• _GIVEN INSTRUCTION 1_
In the passage on liminal space, what alchemical image describes the container, or temenos?
• _GIVEN INSTRUCTION 2_
Reproduce word for word the part of the passage on liminal space starting with "Most Agile transformation" and going on through "a Gantt chart.".

Incorporation is the return: the re-entry into society in a new state, with a new identity, recognised by the community as having crossed over. The incorporation phase is not simply personal. It is social: the community receives the newly transformed person and confers on them their new standing. Without this reception, the transformation remains incomplete.
Most Agile transformation programmes have a version of incorporation — the launch, the certificate, the new job title. Many have a nominal separation — a kickoff event, a training programme, a workshop series. Almost none create genuine liminality. The middle phase — the dissolution, the genuine holding of uncertainty, the suspension of previous identity — is precisely what they skip. It is uncomfortable, ungovernable, and cannot be put on a Gantt chart.
What liminal space actually requires
Liminal space has specific structural requirements. Without them, what appears to be liminality is something else — something Turner called limonoid, which we will return to. The requirements are three.
A container — the temenos. The alchemical image is the sealed vessel: the space that is set apart from ordinary social life, that holds the energy of transformation without allowing it to dissipate or to overwhelm those within it. In the language of contemporary organisational development, this is the developmental programme's structural container — its physical space, its consistent rhythm, its clear boundaries around who is in and who is out, and the ritual elements that signal that something different is happening here. The container must be strong enough to hold what emerges. An insufficiently bounded container does not produce liminality; it produces fragmentation.

Excerpts of pointing data:
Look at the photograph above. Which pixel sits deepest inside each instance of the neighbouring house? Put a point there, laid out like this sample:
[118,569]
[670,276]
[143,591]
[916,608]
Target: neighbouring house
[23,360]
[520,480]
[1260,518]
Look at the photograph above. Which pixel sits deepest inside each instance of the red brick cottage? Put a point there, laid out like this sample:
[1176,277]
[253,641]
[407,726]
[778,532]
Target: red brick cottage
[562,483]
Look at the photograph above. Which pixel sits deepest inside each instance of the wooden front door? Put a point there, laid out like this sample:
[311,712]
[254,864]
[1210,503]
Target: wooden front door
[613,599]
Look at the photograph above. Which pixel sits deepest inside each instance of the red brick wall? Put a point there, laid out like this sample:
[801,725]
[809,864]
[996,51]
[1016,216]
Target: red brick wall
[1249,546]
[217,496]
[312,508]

• _FULL ANSWER 1_
The sealed vessel.

• _FULL ANSWER 2_
Most Agile transformation programmes have a version of incorporation — the launch, the certificate, the new job title. Many have a nominal separation — a kickoff event, a training programme, a workshop series. Almost none create genuine liminality. The middle phase — the dissolution, the genuine holding of uncertainty, the suspension of previous identity — is precisely what they skip. It is uncomfortable, ungovernable, and cannot be put on a Gantt chart.